→ **Tugas yang Diberikan A**:
Kembalikan bagian kutipan tentang brain rot mulai dari "Sebagai orang yang" sampai dengan "Itu Brain Rot?", tanpa perubahan apa pun.
→ **Tugas yang Diberikan B**:
Menurut kutipan tentang brain rot, apakah istilah brain rot merupakan istilah medis, dan jika bukan, termasuk istilah apa?
→ **Tugas yang Diberikan C**:
Sebutkan semua contoh informasi yang nggak penting, dangkal, dan terus-menerus yang dicantumkan dalam kutipan tentang brain rot.

→ **Kutipan Halaman**:
====
Fenomena ini sekarang populer disebut brain rot, istilah gaul buat menggambarkan kondisi ketika otak kita “keropos” karena terlalu sering terpapar informasi nggak penting atau hiburan instan yang terus-menerus. Awalnya saya kira ini cuma istilah bercanda di internet. Tapi lama-lama, kok kayaknya makin nyata, ya?

Bukan cuma soal kecanduan media sosial. Tapi lebih ke dampak yang lebih dalam: turunnya daya pikir, menurunnya minat baca, dan hilangnya kemampuan untuk menikmati proses belajar yang bermakna.

Sebagai orang yang pernah duduk di bangku UNY dan merasakan bagaimana kampus ini menanamkan semangat Tridarma Perguruan Tinggi, saya merasa ini jadi tantangan baru: bagaimana UNY dan kita semua bisa berperan dalam menjaga kesehatan pikiran generasi muda di tengah banjirnya konten digital?

Yuk, kita bahas bareng. Mulai dari apa itu brain rot, bagaimana pengaruhnya di kalangan pelajar, dan tentu saja… peran strategis UNY dalam menghadapi fenomena ini.

Apa Itu Brain Rot?

Istilah brain rot sebenarnya bukan istilah medis atau ilmiah. Ini lebih ke istilah budaya, semacam bahasa gaul internet buat menggambarkan kondisi mental saat otak terasa “keropos”. Bukan dalam arti fisik, tapi secara fungsi: susah mikir panjang, gampang terdistraksi, dan merasa “kosong” meski sudah konsumsi konten berjam-jam. Oxford University Pers mendefinisikan brain rot sebagai "kemunduran yang diduga terjadi pada kondisi mental atau intelektual seseorang, terutama jika dilihat sebagai akibat dari konsumsi berlebihan terhadap materi (sekarang terutama konten daring) yang dianggap remeh atau tidak menantang.

Biasanya, ini terjadi karena kita terlalu sering terpapar informasi yang nggak penting, dangkal, dan terus-menerus. Video 30 detik lucu, meme absurd, gosip seleb, potongan podcast penuh opini keras tapi minim data. Semua cepat, ringan, dan… menghibur banget. Tapi sayangnya, itu juga bikin otak kita terbiasa dengan hal-hal instan, sampai akhirnya kesulitan ketika harus membaca tulisan panjang, mendengarkan penjelasan serius, atau sekadar diam dan berpikir.
====
→ **Data yang Disediakan**:

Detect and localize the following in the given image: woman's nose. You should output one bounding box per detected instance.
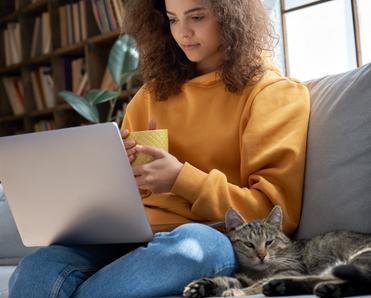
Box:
[180,24,193,38]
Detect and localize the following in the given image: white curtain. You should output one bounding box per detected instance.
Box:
[263,0,286,75]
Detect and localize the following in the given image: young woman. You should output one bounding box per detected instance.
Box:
[9,0,309,298]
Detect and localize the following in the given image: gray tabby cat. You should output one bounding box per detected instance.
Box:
[183,206,371,298]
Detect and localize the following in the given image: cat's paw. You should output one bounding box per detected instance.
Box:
[221,289,245,297]
[314,282,342,297]
[263,279,288,296]
[183,277,217,298]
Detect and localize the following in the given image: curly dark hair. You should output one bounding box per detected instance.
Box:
[123,0,275,100]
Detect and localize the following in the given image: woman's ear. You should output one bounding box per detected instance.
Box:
[225,208,245,232]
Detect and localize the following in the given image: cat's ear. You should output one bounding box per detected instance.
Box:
[265,205,282,230]
[225,208,245,232]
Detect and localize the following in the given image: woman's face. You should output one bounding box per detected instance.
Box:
[165,0,221,74]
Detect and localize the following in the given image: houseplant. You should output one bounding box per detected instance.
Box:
[59,34,139,123]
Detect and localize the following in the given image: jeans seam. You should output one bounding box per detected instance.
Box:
[49,265,96,298]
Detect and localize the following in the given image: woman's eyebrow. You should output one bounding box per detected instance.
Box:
[166,7,206,16]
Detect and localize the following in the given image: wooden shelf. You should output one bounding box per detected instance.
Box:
[89,31,120,44]
[0,0,138,136]
[53,42,85,56]
[22,0,49,14]
[0,63,23,75]
[0,10,20,26]
[0,115,24,123]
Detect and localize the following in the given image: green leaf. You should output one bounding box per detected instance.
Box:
[58,91,99,123]
[85,89,119,105]
[108,34,139,86]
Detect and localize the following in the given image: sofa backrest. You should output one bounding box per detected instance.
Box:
[296,64,371,238]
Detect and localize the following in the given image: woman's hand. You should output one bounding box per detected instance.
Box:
[121,129,136,164]
[133,145,183,193]
[121,119,156,164]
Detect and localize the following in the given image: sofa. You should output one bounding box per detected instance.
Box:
[0,64,371,298]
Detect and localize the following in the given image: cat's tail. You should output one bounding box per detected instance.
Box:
[332,264,371,284]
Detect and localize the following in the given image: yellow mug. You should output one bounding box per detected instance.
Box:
[126,129,169,166]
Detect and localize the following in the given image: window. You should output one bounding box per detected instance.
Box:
[270,0,371,81]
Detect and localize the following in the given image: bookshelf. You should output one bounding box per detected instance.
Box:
[0,0,137,136]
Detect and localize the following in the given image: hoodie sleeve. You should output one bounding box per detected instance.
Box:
[172,78,309,234]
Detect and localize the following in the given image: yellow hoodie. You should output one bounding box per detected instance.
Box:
[123,66,309,233]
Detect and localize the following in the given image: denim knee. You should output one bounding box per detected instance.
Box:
[163,223,237,275]
[9,246,97,298]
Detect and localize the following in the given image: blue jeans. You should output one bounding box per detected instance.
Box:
[9,223,236,298]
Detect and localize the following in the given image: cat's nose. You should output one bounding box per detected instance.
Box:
[256,251,267,262]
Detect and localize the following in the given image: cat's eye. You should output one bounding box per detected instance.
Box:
[265,240,273,246]
[245,242,255,248]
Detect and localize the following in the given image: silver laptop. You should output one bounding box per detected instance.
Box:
[0,123,153,246]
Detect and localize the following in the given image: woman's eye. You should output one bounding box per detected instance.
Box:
[265,240,273,246]
[192,16,205,21]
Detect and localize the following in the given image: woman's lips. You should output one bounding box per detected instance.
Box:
[182,43,200,50]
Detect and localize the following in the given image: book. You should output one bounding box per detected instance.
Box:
[71,58,86,93]
[31,17,42,57]
[80,0,88,40]
[31,71,46,111]
[72,2,81,43]
[58,6,68,47]
[38,66,55,108]
[2,77,25,115]
[65,4,75,45]
[41,12,52,54]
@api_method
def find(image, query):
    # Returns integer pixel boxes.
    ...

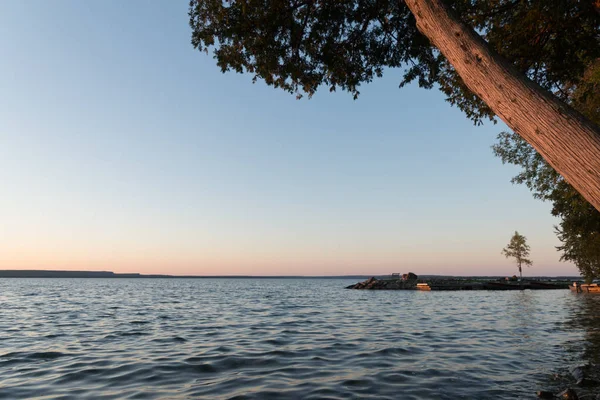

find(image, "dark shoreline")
[0,269,581,281]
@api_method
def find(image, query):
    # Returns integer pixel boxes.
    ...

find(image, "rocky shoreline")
[346,272,569,291]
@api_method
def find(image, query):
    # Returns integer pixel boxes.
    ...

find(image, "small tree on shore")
[502,231,533,279]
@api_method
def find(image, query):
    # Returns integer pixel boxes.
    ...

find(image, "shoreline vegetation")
[346,272,581,291]
[0,269,582,283]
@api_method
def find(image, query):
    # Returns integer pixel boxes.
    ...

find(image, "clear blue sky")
[0,0,576,275]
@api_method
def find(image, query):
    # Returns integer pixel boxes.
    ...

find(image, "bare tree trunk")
[405,0,600,211]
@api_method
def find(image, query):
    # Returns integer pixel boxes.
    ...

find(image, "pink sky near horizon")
[0,0,577,276]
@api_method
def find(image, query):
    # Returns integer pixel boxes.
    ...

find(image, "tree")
[493,60,600,282]
[502,231,533,279]
[189,0,600,209]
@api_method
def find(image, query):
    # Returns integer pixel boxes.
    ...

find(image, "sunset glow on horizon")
[0,1,578,276]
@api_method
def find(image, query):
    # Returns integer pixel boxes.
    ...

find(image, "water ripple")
[0,279,600,399]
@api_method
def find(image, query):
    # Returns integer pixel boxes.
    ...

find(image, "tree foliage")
[493,60,600,280]
[502,231,533,277]
[189,0,600,123]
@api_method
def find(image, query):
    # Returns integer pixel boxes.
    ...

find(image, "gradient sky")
[0,0,577,275]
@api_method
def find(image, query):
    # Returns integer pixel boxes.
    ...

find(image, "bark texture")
[405,0,600,211]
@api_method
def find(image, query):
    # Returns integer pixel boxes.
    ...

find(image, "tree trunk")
[405,0,600,211]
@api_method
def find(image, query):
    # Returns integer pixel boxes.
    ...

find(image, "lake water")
[0,279,600,399]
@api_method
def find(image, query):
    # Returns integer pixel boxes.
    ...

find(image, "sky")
[0,0,577,275]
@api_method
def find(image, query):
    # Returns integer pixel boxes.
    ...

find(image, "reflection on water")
[0,279,600,399]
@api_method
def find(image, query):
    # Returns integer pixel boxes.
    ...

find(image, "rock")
[535,390,554,399]
[556,388,579,400]
[571,367,585,385]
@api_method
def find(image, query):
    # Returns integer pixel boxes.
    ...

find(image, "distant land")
[0,269,581,280]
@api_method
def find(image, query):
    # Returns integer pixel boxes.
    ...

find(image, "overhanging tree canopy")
[189,0,600,209]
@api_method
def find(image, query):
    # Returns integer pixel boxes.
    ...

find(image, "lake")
[0,278,600,399]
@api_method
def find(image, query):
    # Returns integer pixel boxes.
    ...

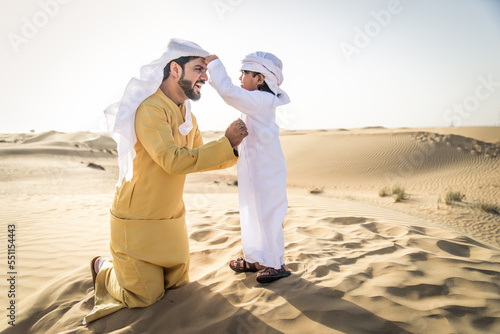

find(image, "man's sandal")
[257,266,291,283]
[229,257,259,273]
[90,256,100,290]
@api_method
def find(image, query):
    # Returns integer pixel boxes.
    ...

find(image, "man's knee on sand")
[123,282,165,308]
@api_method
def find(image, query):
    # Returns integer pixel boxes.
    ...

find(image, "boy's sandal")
[257,266,291,283]
[229,257,259,273]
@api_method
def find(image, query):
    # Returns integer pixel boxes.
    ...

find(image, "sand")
[0,127,500,333]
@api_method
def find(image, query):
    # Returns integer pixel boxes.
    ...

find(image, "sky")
[0,0,500,133]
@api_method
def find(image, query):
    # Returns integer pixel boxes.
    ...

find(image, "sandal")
[229,257,259,273]
[257,266,291,283]
[90,256,100,290]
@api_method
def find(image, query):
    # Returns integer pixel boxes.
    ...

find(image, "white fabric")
[104,38,209,186]
[241,51,288,99]
[208,60,290,269]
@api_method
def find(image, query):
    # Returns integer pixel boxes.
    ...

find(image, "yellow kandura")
[84,89,237,323]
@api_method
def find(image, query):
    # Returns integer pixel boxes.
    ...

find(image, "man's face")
[178,58,208,101]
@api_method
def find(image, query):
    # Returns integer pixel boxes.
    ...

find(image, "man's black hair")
[243,70,276,95]
[166,56,200,82]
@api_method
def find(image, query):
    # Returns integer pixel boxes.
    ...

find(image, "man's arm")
[135,103,235,174]
[205,59,265,116]
[193,128,238,172]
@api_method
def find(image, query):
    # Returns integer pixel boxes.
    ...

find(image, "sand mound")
[0,128,500,333]
[0,131,116,157]
[1,194,500,333]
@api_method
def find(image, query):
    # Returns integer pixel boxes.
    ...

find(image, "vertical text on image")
[7,224,17,326]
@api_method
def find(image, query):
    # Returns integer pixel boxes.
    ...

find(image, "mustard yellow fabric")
[84,89,236,323]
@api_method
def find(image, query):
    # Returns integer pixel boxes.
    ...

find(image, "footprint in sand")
[436,240,470,257]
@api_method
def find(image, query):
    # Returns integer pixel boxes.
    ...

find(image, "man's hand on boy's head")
[205,55,219,65]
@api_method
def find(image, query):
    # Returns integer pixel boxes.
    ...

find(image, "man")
[84,39,248,323]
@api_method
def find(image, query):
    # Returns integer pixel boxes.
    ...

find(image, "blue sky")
[0,0,500,132]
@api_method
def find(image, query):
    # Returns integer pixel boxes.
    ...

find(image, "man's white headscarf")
[104,38,209,186]
[241,51,290,104]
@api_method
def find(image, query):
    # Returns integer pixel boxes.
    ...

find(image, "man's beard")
[178,73,205,101]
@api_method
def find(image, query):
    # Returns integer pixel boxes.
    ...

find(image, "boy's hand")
[205,55,219,65]
[226,118,248,148]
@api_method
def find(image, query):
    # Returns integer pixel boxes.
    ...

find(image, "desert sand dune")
[0,128,500,333]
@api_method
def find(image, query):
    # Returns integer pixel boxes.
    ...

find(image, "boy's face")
[240,71,264,90]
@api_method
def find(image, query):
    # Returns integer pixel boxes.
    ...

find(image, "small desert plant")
[475,201,500,215]
[309,188,323,195]
[378,187,391,197]
[392,186,406,203]
[444,191,465,205]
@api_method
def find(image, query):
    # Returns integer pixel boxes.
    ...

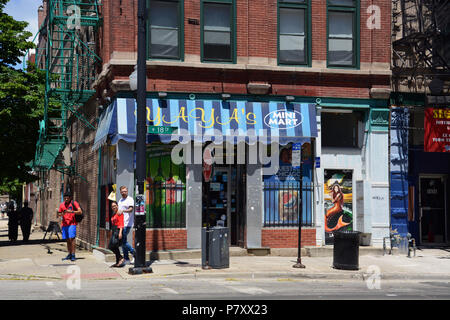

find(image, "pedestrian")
[118,186,135,264]
[57,192,82,261]
[19,201,33,242]
[7,201,19,242]
[108,201,125,268]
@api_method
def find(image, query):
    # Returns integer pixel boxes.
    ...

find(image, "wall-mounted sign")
[424,108,450,152]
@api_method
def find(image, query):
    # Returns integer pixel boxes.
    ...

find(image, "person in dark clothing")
[8,201,19,242]
[108,201,125,268]
[19,201,33,242]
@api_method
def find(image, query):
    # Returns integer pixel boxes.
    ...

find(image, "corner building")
[36,0,391,251]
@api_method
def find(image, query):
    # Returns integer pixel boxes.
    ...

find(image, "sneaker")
[61,253,72,261]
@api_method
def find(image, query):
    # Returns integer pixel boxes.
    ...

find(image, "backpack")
[72,201,84,223]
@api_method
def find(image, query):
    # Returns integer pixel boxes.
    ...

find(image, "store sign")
[264,110,303,129]
[424,108,450,152]
[292,143,302,168]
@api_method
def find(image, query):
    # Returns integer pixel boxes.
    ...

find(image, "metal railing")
[263,181,314,227]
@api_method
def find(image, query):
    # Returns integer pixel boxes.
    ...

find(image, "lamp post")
[129,0,152,274]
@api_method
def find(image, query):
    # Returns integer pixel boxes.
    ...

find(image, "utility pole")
[129,0,152,274]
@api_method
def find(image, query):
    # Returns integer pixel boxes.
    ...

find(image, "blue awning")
[96,98,317,148]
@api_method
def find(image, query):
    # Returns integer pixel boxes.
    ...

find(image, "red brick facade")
[99,0,391,102]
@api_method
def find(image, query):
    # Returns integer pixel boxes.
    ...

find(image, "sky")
[4,0,42,67]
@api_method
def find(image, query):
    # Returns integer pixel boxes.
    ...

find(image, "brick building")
[34,0,391,250]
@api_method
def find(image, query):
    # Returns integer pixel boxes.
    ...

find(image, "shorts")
[61,225,77,240]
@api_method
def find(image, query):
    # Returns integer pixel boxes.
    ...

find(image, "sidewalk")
[0,218,450,281]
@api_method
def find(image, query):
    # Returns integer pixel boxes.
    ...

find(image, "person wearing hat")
[19,200,33,242]
[57,192,82,261]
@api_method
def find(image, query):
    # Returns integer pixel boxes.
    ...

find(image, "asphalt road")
[0,279,450,301]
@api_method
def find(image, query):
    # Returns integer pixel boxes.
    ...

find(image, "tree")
[0,0,45,192]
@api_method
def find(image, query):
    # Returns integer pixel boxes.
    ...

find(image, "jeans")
[122,227,135,260]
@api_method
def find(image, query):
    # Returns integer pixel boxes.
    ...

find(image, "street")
[0,278,450,301]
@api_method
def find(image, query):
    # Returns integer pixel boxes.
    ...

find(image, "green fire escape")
[33,0,100,175]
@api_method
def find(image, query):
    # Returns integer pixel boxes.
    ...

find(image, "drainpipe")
[95,143,102,247]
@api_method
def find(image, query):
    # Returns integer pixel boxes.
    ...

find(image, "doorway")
[202,164,246,247]
[419,175,448,245]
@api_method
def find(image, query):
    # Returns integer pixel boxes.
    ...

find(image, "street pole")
[129,0,152,274]
[293,158,305,269]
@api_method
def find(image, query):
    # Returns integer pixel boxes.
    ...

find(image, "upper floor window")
[201,0,235,62]
[148,0,183,60]
[278,0,310,65]
[327,0,359,68]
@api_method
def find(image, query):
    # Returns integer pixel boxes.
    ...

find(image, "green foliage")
====
→ **Jawaban Lengkap A**:
Sebagai orang yang pernah duduk di bangku UNY dan merasakan bagaimana kampus ini menanamkan semangat Tridarma Perguruan Tinggi, saya merasa ini jadi tantangan baru: bagaimana UNY dan kita semua bisa berperan dalam menjaga kesehatan pikiran generasi muda di tengah banjirnya konten digital?

Yuk, kita bahas bareng. Mulai dari apa itu brain rot, bagaimana pengaruhnya di kalangan pelajar, dan tentu saja… peran strategis UNY dalam menghadapi fenomena ini.

Apa Itu Brain Rot?

→ **Jawaban Lengkap B**:
Bukan. Brain rot bukan istilah medis atau ilmiah, melainkan istilah budaya, semacam bahasa gaul internet.

→ **Jawaban Lengkap C**:
- Video 30 detik lucu
- Meme absurd
- Gosip seleb
- Potongan podcast penuh opini keras tapi minim data